Recorded data »
=== Section Start ===

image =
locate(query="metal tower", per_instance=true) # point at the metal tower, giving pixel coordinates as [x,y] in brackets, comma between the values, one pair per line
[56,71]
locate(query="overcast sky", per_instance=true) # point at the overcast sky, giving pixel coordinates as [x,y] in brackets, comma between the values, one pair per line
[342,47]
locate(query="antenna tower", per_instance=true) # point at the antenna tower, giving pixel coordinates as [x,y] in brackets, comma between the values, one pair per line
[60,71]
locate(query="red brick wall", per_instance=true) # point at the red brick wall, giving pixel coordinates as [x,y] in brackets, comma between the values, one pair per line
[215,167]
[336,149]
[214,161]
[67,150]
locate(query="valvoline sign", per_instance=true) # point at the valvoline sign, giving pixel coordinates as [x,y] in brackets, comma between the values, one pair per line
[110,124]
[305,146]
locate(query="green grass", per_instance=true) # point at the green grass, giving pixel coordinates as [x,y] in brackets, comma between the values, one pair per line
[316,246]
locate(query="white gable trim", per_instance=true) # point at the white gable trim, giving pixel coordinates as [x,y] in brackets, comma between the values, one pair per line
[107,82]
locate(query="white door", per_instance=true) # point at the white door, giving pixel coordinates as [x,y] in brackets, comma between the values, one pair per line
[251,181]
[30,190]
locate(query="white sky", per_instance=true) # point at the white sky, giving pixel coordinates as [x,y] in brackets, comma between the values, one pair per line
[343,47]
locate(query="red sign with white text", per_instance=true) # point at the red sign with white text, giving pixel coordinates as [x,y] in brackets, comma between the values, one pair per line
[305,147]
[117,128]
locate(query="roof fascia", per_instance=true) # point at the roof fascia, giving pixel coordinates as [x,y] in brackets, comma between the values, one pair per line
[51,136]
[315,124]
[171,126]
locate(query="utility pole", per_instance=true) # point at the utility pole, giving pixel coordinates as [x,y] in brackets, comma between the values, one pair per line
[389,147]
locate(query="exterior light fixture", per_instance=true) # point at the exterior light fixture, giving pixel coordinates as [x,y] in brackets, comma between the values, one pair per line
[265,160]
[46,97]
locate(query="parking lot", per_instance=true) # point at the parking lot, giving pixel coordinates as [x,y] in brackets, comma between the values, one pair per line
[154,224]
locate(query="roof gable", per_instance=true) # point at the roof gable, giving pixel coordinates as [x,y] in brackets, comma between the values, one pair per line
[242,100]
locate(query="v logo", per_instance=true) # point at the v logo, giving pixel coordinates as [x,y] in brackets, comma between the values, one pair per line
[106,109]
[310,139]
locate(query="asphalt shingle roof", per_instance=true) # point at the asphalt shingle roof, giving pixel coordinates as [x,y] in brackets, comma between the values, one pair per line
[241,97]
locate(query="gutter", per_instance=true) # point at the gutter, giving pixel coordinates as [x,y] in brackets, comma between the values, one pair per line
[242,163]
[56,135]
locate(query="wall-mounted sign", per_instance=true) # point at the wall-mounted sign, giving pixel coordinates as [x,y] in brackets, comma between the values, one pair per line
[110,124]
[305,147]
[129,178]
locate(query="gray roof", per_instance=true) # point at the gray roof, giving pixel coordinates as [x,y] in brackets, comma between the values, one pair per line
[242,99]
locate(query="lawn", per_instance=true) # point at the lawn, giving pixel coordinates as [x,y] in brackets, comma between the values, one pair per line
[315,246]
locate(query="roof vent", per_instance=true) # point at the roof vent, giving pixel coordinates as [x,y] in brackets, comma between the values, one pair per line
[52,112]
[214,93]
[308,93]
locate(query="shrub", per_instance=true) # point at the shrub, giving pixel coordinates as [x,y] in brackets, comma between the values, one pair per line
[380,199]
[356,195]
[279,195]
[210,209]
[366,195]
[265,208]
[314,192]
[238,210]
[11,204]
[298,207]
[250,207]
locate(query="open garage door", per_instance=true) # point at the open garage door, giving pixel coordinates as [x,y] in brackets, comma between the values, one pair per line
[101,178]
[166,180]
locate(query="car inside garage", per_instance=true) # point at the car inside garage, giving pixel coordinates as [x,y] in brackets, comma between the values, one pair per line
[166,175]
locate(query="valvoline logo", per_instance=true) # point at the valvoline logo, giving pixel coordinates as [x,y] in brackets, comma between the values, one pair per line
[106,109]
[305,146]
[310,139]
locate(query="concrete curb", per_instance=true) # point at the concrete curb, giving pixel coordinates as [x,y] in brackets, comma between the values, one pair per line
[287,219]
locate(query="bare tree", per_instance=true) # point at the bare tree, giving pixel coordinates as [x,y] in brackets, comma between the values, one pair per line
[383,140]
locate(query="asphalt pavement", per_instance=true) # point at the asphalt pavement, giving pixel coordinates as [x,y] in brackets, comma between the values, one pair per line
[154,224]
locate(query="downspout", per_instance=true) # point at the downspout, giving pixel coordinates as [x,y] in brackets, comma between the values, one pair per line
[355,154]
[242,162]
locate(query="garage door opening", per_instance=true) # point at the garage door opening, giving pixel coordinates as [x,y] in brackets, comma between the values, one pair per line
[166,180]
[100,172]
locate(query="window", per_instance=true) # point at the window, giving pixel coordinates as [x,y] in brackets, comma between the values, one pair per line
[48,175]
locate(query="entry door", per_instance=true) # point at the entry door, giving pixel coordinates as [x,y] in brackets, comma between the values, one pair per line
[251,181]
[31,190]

=== Section End ===

Task goal »
For every entry in the records above, write an exact copy.

Task output »
image =
locate(query="metal tower", per_instance=true) # point at the metal tower, giving pixel coordinates as [x,y] in brackets, comma between the values, one pair per line
[56,71]
locate(query="overcast sky", per_instance=true) # point at the overcast sky, giving pixel coordinates as [x,y] in brackets, comma between the values, one pair per line
[342,47]
locate(query="antenna tower", per_instance=true) # point at the antenna tower, giving pixel coordinates as [x,y] in brackets, comma between the values, one pair per line
[60,71]
locate(query="red brick wall", per_instance=true) # point at the red brick wall, giving pixel coordinates as [x,y] in brackets, comma between the values, one pair per line
[215,167]
[336,149]
[214,161]
[67,150]
locate(query="valvoline sign", per_instance=true) # point at the valvoline sign, giving pixel coordinates as [x,y] in brackets, comma between the values, one pair per line
[110,124]
[305,146]
locate(query="green grass", per_instance=true) # point at the green grass, giving pixel coordinates as [x,y] in brackets, comma between the values, one pair per line
[316,246]
locate(query="white gable trim", per_instance=true) # point at the white gable trim, giving pixel coordinates as [x,y] in brackets, comma between the values, one pair per line
[107,82]
locate(query="white door", per_instance=true) # point at the white door, giving pixel coordinates as [x,y] in brackets, comma between the values, one pair per line
[251,181]
[30,190]
locate(query="white sky", per_instance=true) # point at the white sky, giving pixel coordinates as [x,y] in brackets, comma between the values, one pair per line
[343,47]
locate(query="red sign with white text", per_instance=true) # point at the red sign with white text, giving pixel coordinates as [x,y] in brackets, comma between the values, one pair per line
[305,147]
[117,128]
locate(query="roof fascia", per_instance=true) # point at the roof fascia, giving pixel coordinates as [x,y] in brackets, comma between the values, one pair per line
[51,136]
[315,124]
[171,126]
locate(query="utility pole", per_instance=true) # point at the utility pole, giving pixel coordinates as [x,y] in brackets, comma between the values, one pair per line
[389,147]
locate(query="exterior light fixture", per_instance=true) # point at the exterior light fixture, giving pixel coordinates as [x,y] in brackets, comma between the values, one pair per line
[265,160]
[46,97]
locate(query="parking lot", per_instance=true) # point at the parking lot, giving pixel coordinates as [x,y] in brackets, comma between the values, one pair per line
[154,224]
locate(query="roof gable", per_instance=true) # point at the roof gable, giving pixel coordinates as [x,y] in brackets, comma between the values, one pair per line
[242,100]
locate(query="v logo", per_instance=true) # point at the v logo, giving pixel coordinates as [x,y] in brackets, comma between the values, one pair per line
[106,109]
[310,139]
locate(query="asphalt shingle roof", per_instance=true) # point at the asphalt shingle roof, giving pixel coordinates as [x,y] in brackets, comma between the values, one pair per line
[241,97]
locate(query="gutter", per_instance=true) # point at the gutter, giving pixel coordinates as [x,y] in brackets, comma between the values, one pair per line
[242,163]
[56,135]
locate(query="wall-mounted sign", per_instance=true) # point at the wall-mounted sign, giving pixel coordinates as [x,y] in brackets, comma between the values, one pair per line
[110,124]
[305,147]
[129,178]
locate(query="gray roof", per_instance=true) # point at the gray roof, giving pixel coordinates as [x,y] in brackets, comma between the values, one pair per line
[242,99]
locate(query="lawn", per_instance=true) # point at the lawn, giving pixel coordinates as [x,y] in brackets, comma between the values, one pair per line
[315,246]
locate(query="roof vent", per_instance=true) # point at the roof vent, giving pixel coordinates as [x,y] in brackets, comma between the values, one pair per line
[52,112]
[214,93]
[308,93]
locate(query="shrub", per_instance=true) # point at the shrub, giving pixel coordinates as [x,y] in brackets, comma between the values, one pair per line
[380,199]
[356,195]
[279,195]
[210,209]
[366,195]
[265,208]
[314,192]
[238,210]
[11,204]
[298,207]
[250,207]
locate(query="open garage door", per_instance=true) # point at the open garage door, giving pixel coordinates as [x,y] in brackets, comma between the values, one pair per line
[101,178]
[166,180]
locate(query="car inside garage", per_instance=true) # point at the car inside garage, giving pixel coordinates as [x,y] in brackets, comma between the values, one pair per line
[166,175]
locate(query="valvoline logo", per_instance=true) # point at the valvoline logo, giving pixel coordinates as [x,y] in brackets, comma between the values, one pair per line
[106,109]
[305,146]
[310,139]
locate(query="concrete curb", per_instance=true) # point at the concrete curb, giving pixel coordinates as [x,y] in brackets, comma between the values, one pair per line
[287,219]
locate(query="bare tree", per_instance=true) # point at the bare tree, giving pixel coordinates as [x,y] in brackets, comma between the values, one pair per line
[383,140]
locate(query="asphalt pavement", per_instance=true) # point at the asphalt pavement, giving pixel coordinates as [x,y] in brackets, comma between the values, one pair per line
[154,224]
locate(query="downspout", per_instance=true) # point at the downspout, giving pixel coordinates as [x,y] in brackets, comma between the values, one pair per line
[355,154]
[242,162]
locate(query="garage door opening", per_instance=true) # point at the garage door opening, giving pixel coordinates as [x,y] in brackets, comma between the values, one pair per line
[166,180]
[100,172]
locate(query="window", per_instance=true) # point at the window, giving pixel coordinates as [x,y] in brackets, comma between the values, one pair per line
[48,175]
locate(query="entry door", per_instance=true) # point at the entry door, giving pixel coordinates as [x,y] in brackets, comma between the values, one pair per line
[251,181]
[31,190]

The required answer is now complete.